▼
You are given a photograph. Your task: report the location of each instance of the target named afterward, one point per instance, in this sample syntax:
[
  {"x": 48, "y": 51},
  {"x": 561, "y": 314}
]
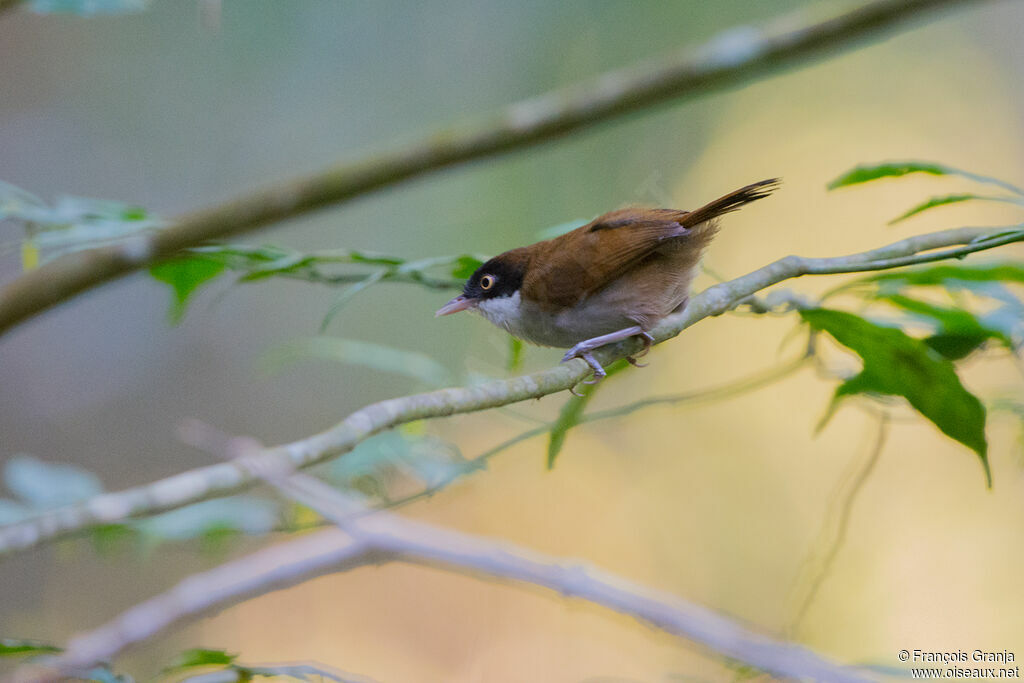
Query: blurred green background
[{"x": 189, "y": 103}]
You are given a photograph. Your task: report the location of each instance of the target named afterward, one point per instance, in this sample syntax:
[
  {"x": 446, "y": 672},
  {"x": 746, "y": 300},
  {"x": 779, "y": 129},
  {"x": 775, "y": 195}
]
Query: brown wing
[{"x": 569, "y": 267}]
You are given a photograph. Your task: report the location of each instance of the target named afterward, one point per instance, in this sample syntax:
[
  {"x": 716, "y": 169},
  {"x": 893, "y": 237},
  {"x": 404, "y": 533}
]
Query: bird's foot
[
  {"x": 599, "y": 373},
  {"x": 647, "y": 341}
]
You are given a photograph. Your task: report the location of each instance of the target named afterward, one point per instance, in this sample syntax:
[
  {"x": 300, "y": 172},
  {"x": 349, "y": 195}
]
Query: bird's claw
[{"x": 585, "y": 354}]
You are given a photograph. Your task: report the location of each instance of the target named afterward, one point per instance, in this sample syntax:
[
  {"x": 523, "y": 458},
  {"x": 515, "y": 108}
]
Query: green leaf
[
  {"x": 200, "y": 657},
  {"x": 515, "y": 354},
  {"x": 368, "y": 354},
  {"x": 943, "y": 273},
  {"x": 385, "y": 461},
  {"x": 45, "y": 485},
  {"x": 11, "y": 512},
  {"x": 960, "y": 332},
  {"x": 13, "y": 647},
  {"x": 112, "y": 540},
  {"x": 285, "y": 264},
  {"x": 374, "y": 259},
  {"x": 185, "y": 275},
  {"x": 949, "y": 199},
  {"x": 465, "y": 266},
  {"x": 868, "y": 172},
  {"x": 896, "y": 364},
  {"x": 104, "y": 675},
  {"x": 572, "y": 410},
  {"x": 247, "y": 514}
]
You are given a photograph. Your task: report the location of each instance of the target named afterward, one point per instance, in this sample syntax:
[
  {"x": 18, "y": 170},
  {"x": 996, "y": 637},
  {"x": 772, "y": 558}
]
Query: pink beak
[{"x": 455, "y": 305}]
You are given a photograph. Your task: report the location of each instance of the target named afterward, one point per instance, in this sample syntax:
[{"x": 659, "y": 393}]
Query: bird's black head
[{"x": 499, "y": 276}]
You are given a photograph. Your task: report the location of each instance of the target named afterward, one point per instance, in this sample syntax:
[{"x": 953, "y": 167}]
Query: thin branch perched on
[
  {"x": 227, "y": 478},
  {"x": 386, "y": 538},
  {"x": 728, "y": 58}
]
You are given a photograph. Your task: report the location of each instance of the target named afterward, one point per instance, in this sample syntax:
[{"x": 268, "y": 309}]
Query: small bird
[{"x": 612, "y": 279}]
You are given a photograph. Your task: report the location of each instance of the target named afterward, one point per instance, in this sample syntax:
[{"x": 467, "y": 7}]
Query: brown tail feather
[{"x": 730, "y": 202}]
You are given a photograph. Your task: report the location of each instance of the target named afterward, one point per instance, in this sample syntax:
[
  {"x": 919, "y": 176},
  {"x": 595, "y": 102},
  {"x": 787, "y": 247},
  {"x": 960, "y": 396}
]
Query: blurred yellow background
[{"x": 721, "y": 504}]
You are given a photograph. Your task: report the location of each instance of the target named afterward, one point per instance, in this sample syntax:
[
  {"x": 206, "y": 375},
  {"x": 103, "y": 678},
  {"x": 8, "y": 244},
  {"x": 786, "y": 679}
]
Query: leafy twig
[
  {"x": 726, "y": 59},
  {"x": 363, "y": 539},
  {"x": 227, "y": 478}
]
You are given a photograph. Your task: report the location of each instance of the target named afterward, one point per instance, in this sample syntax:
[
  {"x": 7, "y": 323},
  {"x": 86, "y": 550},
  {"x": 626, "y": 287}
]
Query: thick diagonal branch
[
  {"x": 227, "y": 478},
  {"x": 732, "y": 56},
  {"x": 382, "y": 538}
]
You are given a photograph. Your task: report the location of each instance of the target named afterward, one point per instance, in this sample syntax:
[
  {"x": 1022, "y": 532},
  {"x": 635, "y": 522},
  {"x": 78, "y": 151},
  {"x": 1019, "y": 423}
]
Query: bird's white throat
[{"x": 504, "y": 311}]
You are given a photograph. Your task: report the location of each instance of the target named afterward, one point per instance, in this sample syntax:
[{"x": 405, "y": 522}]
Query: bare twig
[
  {"x": 845, "y": 513},
  {"x": 226, "y": 478},
  {"x": 383, "y": 537},
  {"x": 729, "y": 58}
]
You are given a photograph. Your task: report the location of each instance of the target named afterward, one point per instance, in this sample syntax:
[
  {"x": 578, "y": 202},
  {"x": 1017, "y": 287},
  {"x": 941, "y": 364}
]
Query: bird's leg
▲
> TASK DESCRIPTION
Restate the entire listing word for word, excluding pictures.

> ANSWER TO THE EXERCISE
You are given a photograph. Your task: report the location of each instance of the target named afterward, one point per instance, in this sample syntax:
[
  {"x": 48, "y": 51},
  {"x": 561, "y": 314}
]
Query: blurred green background
[{"x": 189, "y": 103}]
You are given a photograph. Your task: report the location of each instance of the target named afterward, one point per instance, in this sample syntax:
[
  {"x": 446, "y": 672},
  {"x": 746, "y": 300},
  {"x": 779, "y": 129},
  {"x": 775, "y": 195}
]
Query: brown wing
[{"x": 569, "y": 267}]
You are given a photograph. Your task: report the location of each instance of the target named afterward, one point per instance, in this sample syntax:
[
  {"x": 716, "y": 169},
  {"x": 893, "y": 237},
  {"x": 404, "y": 533}
]
Query: bird's foot
[
  {"x": 599, "y": 373},
  {"x": 647, "y": 341}
]
You are given a photograph. Your task: report the location of each instance of the target named afterward, one point per instance, in this sample syntax:
[
  {"x": 300, "y": 172},
  {"x": 349, "y": 195}
]
Query: bird's claw
[{"x": 585, "y": 354}]
You are given a photograph. Your task: report the location of each instance of the target named afterward, one point per instance, in this sample syntax:
[
  {"x": 523, "y": 458},
  {"x": 515, "y": 108}
]
Query: green leaf
[
  {"x": 200, "y": 657},
  {"x": 515, "y": 354},
  {"x": 368, "y": 354},
  {"x": 943, "y": 273},
  {"x": 385, "y": 461},
  {"x": 45, "y": 485},
  {"x": 11, "y": 512},
  {"x": 960, "y": 332},
  {"x": 13, "y": 647},
  {"x": 112, "y": 540},
  {"x": 285, "y": 264},
  {"x": 374, "y": 259},
  {"x": 185, "y": 275},
  {"x": 949, "y": 199},
  {"x": 465, "y": 266},
  {"x": 868, "y": 172},
  {"x": 896, "y": 364},
  {"x": 104, "y": 675},
  {"x": 572, "y": 410},
  {"x": 247, "y": 514}
]
You are given a photograph. Your task: report the location of each instance of the target named afterward, one point per instance, in this sample syntax:
[
  {"x": 18, "y": 170},
  {"x": 996, "y": 637},
  {"x": 772, "y": 558}
]
Query: pink beak
[{"x": 455, "y": 305}]
You are given a photograph. Your task: report the location of each instance of the target named afterward, one point per instance, in this sample syntax:
[{"x": 659, "y": 393}]
Query: bird's black head
[{"x": 499, "y": 276}]
You are given a photograph. Your task: report the location of each instance of the target named afterward, one point per instance, in this sample syntax:
[{"x": 953, "y": 167}]
Query: thin branch perched on
[
  {"x": 227, "y": 478},
  {"x": 386, "y": 538},
  {"x": 728, "y": 58}
]
You are given a photograph. Your task: report the location of each instance of the target named afterward, one point per instance, in this sample syntax:
[{"x": 268, "y": 309}]
Query: small bird
[{"x": 612, "y": 279}]
You are given a photograph. Your task: report the location of each instance of the target named afterward, one point per instance, in this sample syntax:
[{"x": 467, "y": 7}]
Query: brown tail feather
[{"x": 730, "y": 202}]
You are given a photograph. Your task: report the location of each instance of the target named afterward, one point per instance, in this sample syntax:
[
  {"x": 919, "y": 176},
  {"x": 595, "y": 102},
  {"x": 787, "y": 247},
  {"x": 960, "y": 396}
]
Query: blurred yellow background
[{"x": 721, "y": 504}]
You are given a photograph. Your task: report the location of each instance of the target named afterward, one point per instance, in this sample syntax:
[
  {"x": 206, "y": 375},
  {"x": 103, "y": 678},
  {"x": 8, "y": 244},
  {"x": 786, "y": 679}
]
Query: leafy twig
[
  {"x": 726, "y": 59},
  {"x": 363, "y": 539},
  {"x": 227, "y": 478}
]
You are given a photograph. Your task: report the location of each instance of the target named afterward, one point per instance, in this sample syntax:
[
  {"x": 7, "y": 323},
  {"x": 86, "y": 550},
  {"x": 626, "y": 287}
]
Query: thick diagonal branch
[
  {"x": 227, "y": 478},
  {"x": 732, "y": 56},
  {"x": 382, "y": 538}
]
You are given a photograph. Your task: report the location of each instance of the target named afterward, one point per instance, in this sample syntax:
[
  {"x": 1022, "y": 532},
  {"x": 635, "y": 522},
  {"x": 78, "y": 151},
  {"x": 1019, "y": 423}
]
Query: bird's white throat
[{"x": 504, "y": 311}]
You are given a photograph. Your task: report the location of each instance of the target named afterward, one point per instance, in this sample syntax:
[{"x": 405, "y": 522}]
Query: bare twig
[
  {"x": 845, "y": 513},
  {"x": 226, "y": 478},
  {"x": 383, "y": 537},
  {"x": 729, "y": 58}
]
You are given a photograph. Your task: report the location of each instance of the target named afterward, one point per instance, in this sample syntax:
[
  {"x": 578, "y": 202},
  {"x": 1017, "y": 287},
  {"x": 941, "y": 364}
]
Query: bird's leg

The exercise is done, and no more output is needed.